Could you print the whole listing below word for word, every line from first to last?

--- Start ---

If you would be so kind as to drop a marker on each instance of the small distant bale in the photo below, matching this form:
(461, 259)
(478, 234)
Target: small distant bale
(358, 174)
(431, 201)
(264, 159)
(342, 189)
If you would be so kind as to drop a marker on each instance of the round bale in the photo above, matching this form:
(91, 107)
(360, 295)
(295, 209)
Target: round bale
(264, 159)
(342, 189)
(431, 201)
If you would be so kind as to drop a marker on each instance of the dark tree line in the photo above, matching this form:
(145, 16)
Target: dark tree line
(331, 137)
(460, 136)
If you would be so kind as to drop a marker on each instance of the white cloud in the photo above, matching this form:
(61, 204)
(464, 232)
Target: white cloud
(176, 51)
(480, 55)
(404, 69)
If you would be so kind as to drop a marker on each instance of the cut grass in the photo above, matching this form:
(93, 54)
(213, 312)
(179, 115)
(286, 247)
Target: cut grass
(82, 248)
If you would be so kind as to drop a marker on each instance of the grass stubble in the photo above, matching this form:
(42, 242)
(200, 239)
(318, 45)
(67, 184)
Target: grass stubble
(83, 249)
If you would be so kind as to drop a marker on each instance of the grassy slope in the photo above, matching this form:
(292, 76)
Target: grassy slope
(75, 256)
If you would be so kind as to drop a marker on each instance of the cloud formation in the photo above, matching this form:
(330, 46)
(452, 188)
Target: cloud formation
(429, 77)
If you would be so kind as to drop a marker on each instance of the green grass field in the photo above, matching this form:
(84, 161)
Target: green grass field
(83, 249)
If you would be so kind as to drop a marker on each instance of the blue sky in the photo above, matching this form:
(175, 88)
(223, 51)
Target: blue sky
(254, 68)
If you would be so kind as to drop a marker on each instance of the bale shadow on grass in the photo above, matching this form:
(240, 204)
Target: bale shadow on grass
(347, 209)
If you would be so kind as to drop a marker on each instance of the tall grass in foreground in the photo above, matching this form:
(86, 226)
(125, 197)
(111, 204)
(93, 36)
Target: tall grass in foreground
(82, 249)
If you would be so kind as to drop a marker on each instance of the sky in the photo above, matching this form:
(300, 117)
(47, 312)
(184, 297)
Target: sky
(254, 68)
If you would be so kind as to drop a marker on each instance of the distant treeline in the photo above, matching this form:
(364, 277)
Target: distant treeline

--- End ---

WORKED SOLUTION>
If you would be so kind as to drop a marker on each instance of the small distant bale in the photo below, matching this form:
(461, 259)
(478, 234)
Target: small distant bale
(358, 174)
(431, 201)
(264, 159)
(342, 189)
If you would be so kind as to drop a marker on each instance of the round bale in the photo above, matching this form:
(91, 107)
(360, 295)
(295, 209)
Target: round bale
(264, 159)
(342, 189)
(431, 201)
If you would be so kind as to drop a marker on each instance of the dark tree line in the photo above, matching this form:
(145, 16)
Target: dark tree line
(331, 137)
(460, 136)
If you would be so kind as to drop a marker on each instance of the white cloud in the photo above, matching this form:
(61, 204)
(464, 232)
Target: white cloud
(176, 51)
(480, 55)
(404, 69)
If you would be so kind as to drop a marker on each instance of the cut grass in the photo above, matching this form:
(93, 54)
(213, 312)
(179, 115)
(286, 247)
Target: cut grass
(82, 248)
If you would be so kind as to drop a marker on each instance of the grass stubble in the photo above, matching this form:
(42, 242)
(200, 239)
(318, 45)
(67, 184)
Target: grass stubble
(83, 249)
If you would be so kind as to drop a marker on each instance of the grassy slope in the photo above, matching this form:
(292, 76)
Target: grassy slope
(75, 256)
If you would be so kind as to drop a marker on each instance of the cloud formation in the photo above, matching this form:
(330, 46)
(452, 188)
Target: cloud formation
(429, 77)
If you would be so kind as to drop a marker on each instance of the green grass field in the photo above, matching this form:
(84, 161)
Target: green grass field
(83, 249)
If you would be so kind as to drop a marker on each instance of the blue sky in the photo above, matching this form:
(175, 88)
(223, 51)
Target: blue sky
(254, 68)
If you would be so kind as to drop a marker on each instance of the bale shadow on grass in the photo above, matching this form:
(240, 204)
Target: bale shadow on grass
(347, 209)
If you would be so kind as to drop a marker on each instance of the tall grass in foreground in the photo above, matching this form:
(86, 226)
(125, 197)
(111, 204)
(93, 36)
Target: tall grass in foreground
(82, 249)
If you would be so kind as to drop a marker on each instance of the sky in the photo above, matching this form:
(300, 117)
(47, 312)
(184, 297)
Target: sky
(254, 68)
If you would be so kind as to drop a marker on each instance of the distant treeline in the photo above, matching this form:
(364, 277)
Target: distant treeline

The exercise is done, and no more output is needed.